▸ TASK DETAILS: Rewrite the part of the records that opens with the line containing "Reviewer note: every instance of the distant" and runs through the end of the records, repeating every line and changing only the answer coordinates, each multiplied by 1.6 and rounded to a whole number with halves rounded up. Leave the pictures out.

▸ MATERIAL FOR THIS EXERCISE:
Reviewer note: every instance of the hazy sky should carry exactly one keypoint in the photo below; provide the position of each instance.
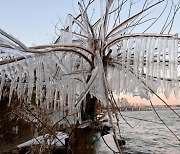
(32, 22)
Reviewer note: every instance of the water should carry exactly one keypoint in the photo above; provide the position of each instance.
(147, 137)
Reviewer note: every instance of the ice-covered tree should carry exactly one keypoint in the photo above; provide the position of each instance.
(94, 58)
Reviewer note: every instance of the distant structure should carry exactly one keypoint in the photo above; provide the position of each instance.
(124, 105)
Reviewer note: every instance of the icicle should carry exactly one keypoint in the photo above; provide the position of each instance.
(3, 78)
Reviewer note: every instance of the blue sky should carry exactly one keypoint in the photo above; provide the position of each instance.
(31, 21)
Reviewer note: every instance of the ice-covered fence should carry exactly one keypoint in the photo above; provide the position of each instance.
(152, 59)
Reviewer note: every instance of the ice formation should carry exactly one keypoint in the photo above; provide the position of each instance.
(59, 76)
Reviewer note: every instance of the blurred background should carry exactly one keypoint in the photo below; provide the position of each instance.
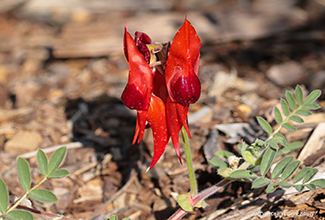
(62, 71)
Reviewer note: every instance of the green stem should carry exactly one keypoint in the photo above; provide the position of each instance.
(24, 196)
(189, 162)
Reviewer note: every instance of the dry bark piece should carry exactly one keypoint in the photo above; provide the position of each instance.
(287, 74)
(23, 141)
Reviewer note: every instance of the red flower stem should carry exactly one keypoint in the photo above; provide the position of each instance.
(180, 213)
(189, 163)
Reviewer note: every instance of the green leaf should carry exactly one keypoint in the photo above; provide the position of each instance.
(224, 154)
(304, 112)
(184, 202)
(43, 195)
(43, 163)
(24, 173)
(284, 184)
(267, 160)
(57, 158)
(311, 186)
(266, 126)
(297, 119)
(218, 163)
(19, 215)
(277, 115)
(285, 107)
(289, 170)
(311, 106)
(291, 100)
(239, 174)
(259, 182)
(278, 169)
(59, 173)
(113, 217)
(301, 174)
(319, 183)
(300, 187)
(4, 196)
(289, 127)
(312, 96)
(283, 139)
(271, 188)
(299, 95)
(310, 175)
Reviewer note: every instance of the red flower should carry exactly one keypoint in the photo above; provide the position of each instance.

▸ ANSWER TO THE EXERCISE:
Reviewer note: every instance of the distant structure should carry exactly one keypoint in the photo above; provide the position of each instance.
(198, 168)
Reviewer note: every instance of the icicle should carry exactly one keypoint in the photo above; provide the position of each instance.
(5, 125)
Reviewer note: every instance of the blue sky should carry exactly one keypoint in the photo above; provide the position of each instance.
(50, 34)
Reviewer note: every instance of the ice-covered fence should carry exactly one keypoint in the photo above; provide the position of each instance.
(243, 94)
Reviewer note: every instance of the ice formation should carry exactly one keypoint in the photo above; provide the position of each instance.
(94, 122)
Reviewer note: every instance of the blurred background should carry exactly one keypoint in the photo below; provide the position of each instance.
(99, 114)
Reviewer note: every instance of the green stem should carry exactly one keypoint in the photo above; provide the position of each instance.
(38, 314)
(302, 259)
Reviewer note: every instance of the dry bark piece should carry exactly one keypoint in the photo above; provide the position of each instance.
(459, 118)
(37, 226)
Reviewer note: every instance of the red flower stem should carry exactly one keypoint in the photo above; provide the position of each instance.
(288, 341)
(302, 261)
Reviewer note: every instance of the green leaf should carry exactly one keypoint in the photo above; provide the position of each instance.
(358, 246)
(486, 179)
(294, 323)
(69, 312)
(69, 261)
(38, 277)
(454, 294)
(427, 256)
(91, 253)
(498, 298)
(426, 202)
(475, 190)
(349, 261)
(30, 344)
(443, 184)
(456, 171)
(462, 272)
(498, 170)
(466, 160)
(382, 278)
(414, 291)
(445, 270)
(94, 277)
(181, 347)
(482, 278)
(510, 293)
(480, 299)
(6, 314)
(462, 203)
(499, 154)
(453, 222)
(434, 301)
(478, 152)
(496, 280)
Reviewer note: every instance of the red flower should carry exactly one keypoint in the photo above; provide the position of each instance.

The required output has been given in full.